--- Exercise details ---
Rewrite the rows starting at the line that contains "Target: white railcar roof" and running through the last row, substituting "streetcar" for every occurrence of "railcar" and changing nothing else.

--- Data for this task ---

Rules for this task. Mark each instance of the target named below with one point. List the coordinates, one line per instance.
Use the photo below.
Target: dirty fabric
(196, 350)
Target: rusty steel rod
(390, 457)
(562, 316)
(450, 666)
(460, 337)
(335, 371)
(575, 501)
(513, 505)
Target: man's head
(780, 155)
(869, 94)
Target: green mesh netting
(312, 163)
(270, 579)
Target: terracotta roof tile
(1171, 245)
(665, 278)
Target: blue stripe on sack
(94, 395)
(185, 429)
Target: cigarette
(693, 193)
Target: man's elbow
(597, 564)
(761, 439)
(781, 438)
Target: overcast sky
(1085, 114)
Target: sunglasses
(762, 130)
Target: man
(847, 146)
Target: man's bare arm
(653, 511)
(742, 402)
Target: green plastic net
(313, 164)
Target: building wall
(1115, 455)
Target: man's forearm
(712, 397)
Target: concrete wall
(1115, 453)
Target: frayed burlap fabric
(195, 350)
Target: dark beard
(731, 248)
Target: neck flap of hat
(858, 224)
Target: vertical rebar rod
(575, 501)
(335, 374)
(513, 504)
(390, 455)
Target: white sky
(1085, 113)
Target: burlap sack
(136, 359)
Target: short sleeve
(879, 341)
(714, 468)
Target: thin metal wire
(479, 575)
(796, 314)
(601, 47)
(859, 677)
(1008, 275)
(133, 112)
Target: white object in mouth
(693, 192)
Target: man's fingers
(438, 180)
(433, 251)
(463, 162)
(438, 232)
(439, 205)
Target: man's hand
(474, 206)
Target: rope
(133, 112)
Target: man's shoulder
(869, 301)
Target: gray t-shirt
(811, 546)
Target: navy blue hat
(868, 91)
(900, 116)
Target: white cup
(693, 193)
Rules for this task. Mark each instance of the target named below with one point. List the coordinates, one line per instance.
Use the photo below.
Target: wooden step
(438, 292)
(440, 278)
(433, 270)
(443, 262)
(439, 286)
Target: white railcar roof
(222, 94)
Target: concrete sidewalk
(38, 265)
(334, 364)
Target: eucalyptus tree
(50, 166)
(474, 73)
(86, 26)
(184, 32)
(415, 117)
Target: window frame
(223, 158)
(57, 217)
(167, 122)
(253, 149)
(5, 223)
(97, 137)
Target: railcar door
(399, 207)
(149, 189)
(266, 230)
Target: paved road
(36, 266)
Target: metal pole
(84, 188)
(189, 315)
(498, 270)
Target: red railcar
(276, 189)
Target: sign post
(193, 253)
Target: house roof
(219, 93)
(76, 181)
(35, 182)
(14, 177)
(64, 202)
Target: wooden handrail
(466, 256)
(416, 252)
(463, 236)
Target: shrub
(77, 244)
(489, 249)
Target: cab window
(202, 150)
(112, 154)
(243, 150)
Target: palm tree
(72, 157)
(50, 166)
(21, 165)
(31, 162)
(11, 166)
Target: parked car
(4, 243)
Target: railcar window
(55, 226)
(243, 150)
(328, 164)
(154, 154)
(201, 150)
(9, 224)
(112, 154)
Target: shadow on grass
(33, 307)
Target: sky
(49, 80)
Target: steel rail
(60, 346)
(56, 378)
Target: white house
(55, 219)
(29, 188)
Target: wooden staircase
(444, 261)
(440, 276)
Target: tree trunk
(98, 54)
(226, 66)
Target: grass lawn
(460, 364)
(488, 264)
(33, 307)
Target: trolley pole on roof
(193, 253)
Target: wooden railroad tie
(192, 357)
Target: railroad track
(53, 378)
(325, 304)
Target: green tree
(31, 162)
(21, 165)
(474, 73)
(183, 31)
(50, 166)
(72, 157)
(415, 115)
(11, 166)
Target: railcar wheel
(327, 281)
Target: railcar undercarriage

--- Final result ---
Target: white streetcar roof
(222, 94)
Target: concrete sidewalk
(38, 265)
(334, 364)
Target: eucalyptus tree
(50, 166)
(474, 73)
(86, 26)
(184, 32)
(415, 117)
Target: window frame
(223, 158)
(57, 217)
(167, 122)
(253, 149)
(5, 223)
(97, 137)
Target: streetcar door
(399, 207)
(149, 189)
(266, 230)
Target: paved road
(36, 266)
Target: metal pole
(84, 188)
(189, 315)
(498, 270)
Target: red streetcar
(276, 189)
Target: sign post
(193, 253)
Target: house roof
(219, 93)
(76, 181)
(35, 182)
(14, 177)
(64, 202)
Target: wooden handrail
(466, 256)
(416, 252)
(463, 236)
Target: shrub
(77, 244)
(489, 249)
Target: cab window
(202, 150)
(112, 154)
(243, 150)
Target: palm tree
(72, 157)
(50, 166)
(21, 165)
(31, 162)
(11, 166)
Target: parked car
(4, 243)
Target: streetcar window
(55, 226)
(243, 150)
(328, 164)
(154, 154)
(201, 150)
(9, 224)
(112, 154)
Target: shadow on grass
(33, 307)
Target: sky
(49, 80)
Target: steel rail
(60, 346)
(56, 378)
Target: white house
(55, 219)
(29, 188)
Target: wooden staircase
(444, 261)
(440, 276)
Target: tree trunk
(98, 54)
(226, 66)
Target: grass lawn
(460, 364)
(488, 264)
(33, 307)
Target: trolley pole on roof
(193, 253)
Target: wooden railroad tie
(192, 357)
Target: railroad track
(53, 378)
(325, 304)
Target: green tree
(31, 162)
(21, 165)
(474, 73)
(183, 31)
(50, 166)
(72, 157)
(415, 115)
(11, 166)
Target: streetcar wheel
(327, 281)
Target: streetcar undercarriage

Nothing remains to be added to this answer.